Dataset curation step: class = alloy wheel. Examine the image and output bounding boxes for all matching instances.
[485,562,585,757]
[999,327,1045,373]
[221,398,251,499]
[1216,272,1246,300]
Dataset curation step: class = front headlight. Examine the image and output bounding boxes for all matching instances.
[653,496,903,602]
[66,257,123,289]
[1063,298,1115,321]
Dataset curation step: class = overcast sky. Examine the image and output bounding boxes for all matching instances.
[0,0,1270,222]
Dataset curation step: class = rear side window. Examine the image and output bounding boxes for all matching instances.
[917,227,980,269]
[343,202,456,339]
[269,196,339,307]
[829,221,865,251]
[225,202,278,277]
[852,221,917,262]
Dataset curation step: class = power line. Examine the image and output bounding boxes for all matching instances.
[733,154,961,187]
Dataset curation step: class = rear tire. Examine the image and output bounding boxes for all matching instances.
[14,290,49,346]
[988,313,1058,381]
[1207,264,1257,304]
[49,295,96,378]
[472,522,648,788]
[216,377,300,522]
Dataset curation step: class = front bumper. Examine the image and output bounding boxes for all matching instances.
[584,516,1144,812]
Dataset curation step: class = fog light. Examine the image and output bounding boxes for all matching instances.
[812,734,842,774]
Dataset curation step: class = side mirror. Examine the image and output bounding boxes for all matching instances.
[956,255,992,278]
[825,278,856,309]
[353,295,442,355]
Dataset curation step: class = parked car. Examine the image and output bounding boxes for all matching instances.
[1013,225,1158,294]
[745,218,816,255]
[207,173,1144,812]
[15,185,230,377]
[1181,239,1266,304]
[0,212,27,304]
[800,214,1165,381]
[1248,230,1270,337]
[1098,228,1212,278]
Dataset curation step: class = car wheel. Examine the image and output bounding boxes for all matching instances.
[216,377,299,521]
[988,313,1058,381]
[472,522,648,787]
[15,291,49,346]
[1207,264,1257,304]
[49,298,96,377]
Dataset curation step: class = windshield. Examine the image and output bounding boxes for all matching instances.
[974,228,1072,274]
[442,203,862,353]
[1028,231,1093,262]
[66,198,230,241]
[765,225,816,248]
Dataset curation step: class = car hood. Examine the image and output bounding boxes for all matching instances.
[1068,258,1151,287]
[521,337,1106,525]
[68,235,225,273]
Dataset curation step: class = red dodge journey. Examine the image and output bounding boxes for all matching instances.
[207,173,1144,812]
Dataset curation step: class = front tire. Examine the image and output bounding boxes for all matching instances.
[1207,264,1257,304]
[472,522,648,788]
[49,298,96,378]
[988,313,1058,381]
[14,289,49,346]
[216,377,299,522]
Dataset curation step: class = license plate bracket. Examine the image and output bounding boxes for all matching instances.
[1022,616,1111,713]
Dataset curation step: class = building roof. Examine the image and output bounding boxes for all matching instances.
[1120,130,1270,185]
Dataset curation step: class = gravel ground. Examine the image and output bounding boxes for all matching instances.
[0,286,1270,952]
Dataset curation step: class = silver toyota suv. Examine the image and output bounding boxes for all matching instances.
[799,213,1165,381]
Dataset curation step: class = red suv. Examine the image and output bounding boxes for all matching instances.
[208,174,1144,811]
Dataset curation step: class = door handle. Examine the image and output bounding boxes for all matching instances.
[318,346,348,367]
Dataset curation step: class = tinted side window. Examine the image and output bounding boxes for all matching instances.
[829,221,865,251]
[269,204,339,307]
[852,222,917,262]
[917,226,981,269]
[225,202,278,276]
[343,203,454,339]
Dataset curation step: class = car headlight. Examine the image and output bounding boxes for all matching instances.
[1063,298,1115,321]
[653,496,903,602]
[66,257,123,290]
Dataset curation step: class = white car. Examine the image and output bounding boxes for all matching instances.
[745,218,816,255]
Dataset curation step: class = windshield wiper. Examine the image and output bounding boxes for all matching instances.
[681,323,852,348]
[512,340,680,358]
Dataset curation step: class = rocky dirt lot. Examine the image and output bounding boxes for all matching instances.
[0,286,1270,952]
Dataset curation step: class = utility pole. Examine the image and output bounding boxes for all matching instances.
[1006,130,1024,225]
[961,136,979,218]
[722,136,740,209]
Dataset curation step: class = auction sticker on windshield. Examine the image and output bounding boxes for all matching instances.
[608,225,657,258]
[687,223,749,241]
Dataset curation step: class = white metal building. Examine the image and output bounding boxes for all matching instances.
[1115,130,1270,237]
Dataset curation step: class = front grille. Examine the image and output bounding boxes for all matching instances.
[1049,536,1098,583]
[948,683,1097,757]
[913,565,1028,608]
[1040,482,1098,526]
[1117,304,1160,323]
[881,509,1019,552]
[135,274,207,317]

YOUR INSTRUCTIONS:
Convert all of the material above into a Markdown table with two columns, "Row" for the row number and "Line" for the line itself. Omit any blank lines.

RESPONSE:
| Row | Line |
|---|---|
| 1 | Dataset curation step: class = alloy wheel. Examine the image and output bounding boxes for all matching instances. |
| 2 | [485,562,585,757] |
| 3 | [999,327,1045,373] |
| 4 | [221,398,251,499] |
| 5 | [1216,272,1246,300] |
| 6 | Dataset curation step: class = front headlight. Examine the image and output bounding boxes for all matching instances. |
| 7 | [653,496,903,602] |
| 8 | [66,257,123,289] |
| 9 | [1063,298,1115,321] |
| 10 | Dataset curation step: class = overcast sky. Examine the image and output bounding boxes for all matching instances. |
| 11 | [0,0,1270,222] |
| 12 | Dataset curation step: class = rear side window. Examine the image and output bounding boxes for all matching instances. |
| 13 | [917,227,980,269] |
| 14 | [343,202,456,339] |
| 15 | [269,196,339,307] |
| 16 | [829,221,865,251] |
| 17 | [225,202,278,277] |
| 18 | [852,221,917,262] |
| 19 | Dataset curation step: class = power line. Examine the image and output bounding boxes for all matching instances. |
| 20 | [733,154,961,187] |
| 21 | Dataset curation step: class = rear tire. Examine the image and output bounding boxes for all matching instances. |
| 22 | [14,290,49,346] |
| 23 | [988,313,1058,381] |
| 24 | [1207,264,1257,304] |
| 25 | [49,295,96,378] |
| 26 | [472,522,648,788] |
| 27 | [216,377,300,522] |
| 28 | Dataset curation step: class = front bumper. Examine the image and output bounding boxes for all matching instances. |
| 29 | [584,516,1144,812] |
| 30 | Dataset curation step: class = fog light. Examine the image and output bounding boxes for all matching instances. |
| 31 | [812,734,842,774] |
| 32 | Dataset curation step: class = side mirror. Examine the image and output bounding boxes for all matching instances. |
| 33 | [956,255,992,278] |
| 34 | [825,278,856,309] |
| 35 | [353,295,442,355] |
| 36 | Dataset curation step: class = parked car. Examine the image and output bounding boxes for all matching instances. |
| 37 | [1013,225,1158,294] |
| 38 | [745,218,816,255] |
| 39 | [207,173,1144,812] |
| 40 | [15,185,230,377] |
| 41 | [1181,239,1266,304] |
| 42 | [0,212,27,304] |
| 43 | [800,214,1165,381] |
| 44 | [1248,230,1270,337] |
| 45 | [1098,228,1212,278] |
| 46 | Dataset curation step: class = car wheel. Examine the image and output bounding boxes for all matching instances. |
| 47 | [216,377,299,521] |
| 48 | [988,313,1058,381] |
| 49 | [472,522,648,787] |
| 50 | [15,291,49,346] |
| 51 | [1207,264,1257,304] |
| 52 | [49,298,96,377] |
| 53 | Dataset curation step: class = windshield. Examine the image and output bounding boxes for all matching instances. |
| 54 | [974,228,1072,274] |
| 55 | [442,203,862,353] |
| 56 | [1028,231,1093,262] |
| 57 | [66,198,230,241] |
| 58 | [765,225,816,248] |
| 59 | Dataset curation step: class = car hood. Examine the image and output bounding boxes for all matching instances. |
| 60 | [1068,258,1151,287] |
| 61 | [521,337,1106,525] |
| 62 | [68,235,225,273] |
| 63 | Dataset curation step: class = red dodge journey. Examine the image and output bounding boxes for all matching instances. |
| 64 | [207,173,1144,812] |
| 65 | Dataset curation step: class = front tire. Examine the image and output bounding boxes for all matching instances. |
| 66 | [1207,264,1257,304] |
| 67 | [472,522,648,788] |
| 68 | [49,298,96,378] |
| 69 | [988,313,1058,381] |
| 70 | [14,289,49,346] |
| 71 | [216,377,299,522] |
| 72 | Dataset curation step: class = license plate bracket. Examine the image and output bounding boxes for all matching instances. |
| 73 | [1022,616,1111,713] |
| 74 | Dataset curation step: class = building roof. Examine the image and output bounding boxes for all matching instances. |
| 75 | [1120,130,1270,185] |
| 76 | Dataset curation step: class = gravel ground. Examine the image and output bounding boxes for all matching instances. |
| 77 | [0,286,1270,952] |
| 78 | Dataset curation step: class = silver toyota suv. Examine the image and output bounding boxes for all matching instances. |
| 79 | [799,213,1165,381] |
| 80 | Dataset curation step: class = red suv. Examine the image and output bounding boxes for all matching instances. |
| 81 | [208,174,1144,811] |
| 82 | Dataset curation step: class = door handle. Examine the image and output bounding boxes for all matching instances. |
| 83 | [318,346,348,367] |
| 84 | Dataset curation step: class = tinted side window. Examine the image and output bounding boxes for all matching instances. |
| 85 | [829,221,865,251] |
| 86 | [269,204,339,307] |
| 87 | [852,222,917,262] |
| 88 | [917,226,981,269] |
| 89 | [225,202,278,276] |
| 90 | [343,203,454,339] |
| 91 | Dataset curation step: class = car headlight. Examine the image and output bounding boxes for all matching instances. |
| 92 | [1063,298,1115,321] |
| 93 | [653,496,903,602] |
| 94 | [66,257,123,290] |
| 95 | Dataset curation step: class = white car. Examine the image and output bounding boxes for all matching instances. |
| 96 | [745,218,816,255] |
| 97 | Dataset curation step: class = windshield wiper. Examine the image and output bounding boxes for all matching instances. |
| 98 | [681,323,852,348] |
| 99 | [512,340,680,358] |
| 100 | Dataset curation step: class = rocky dirt lot. Examine the image and output bounding boxes for all matching instances. |
| 101 | [0,286,1270,952] |
| 102 | Dataset curation step: class = utility pole. Examine the image and output bounding boxes for all matching instances. |
| 103 | [1006,130,1024,225] |
| 104 | [961,136,979,218] |
| 105 | [722,136,740,209] |
| 106 | Dataset curation step: class = auction sticker on windshield. Examine the image and output bounding boxes for all matching instances. |
| 107 | [608,225,657,258] |
| 108 | [687,223,749,241] |
| 109 | Dataset curation step: class = white metal building. Examine the image and output bounding boxes for all matching instances. |
| 110 | [1115,130,1270,237] |
| 111 | Dataset curation step: class = front grille. Examine the image and output bounding boxes for all matching instances. |
| 112 | [1049,536,1098,583] |
| 113 | [948,683,1097,757] |
| 114 | [913,565,1028,608] |
| 115 | [1040,482,1098,526] |
| 116 | [1117,304,1160,323] |
| 117 | [881,509,1019,552] |
| 118 | [135,274,207,317] |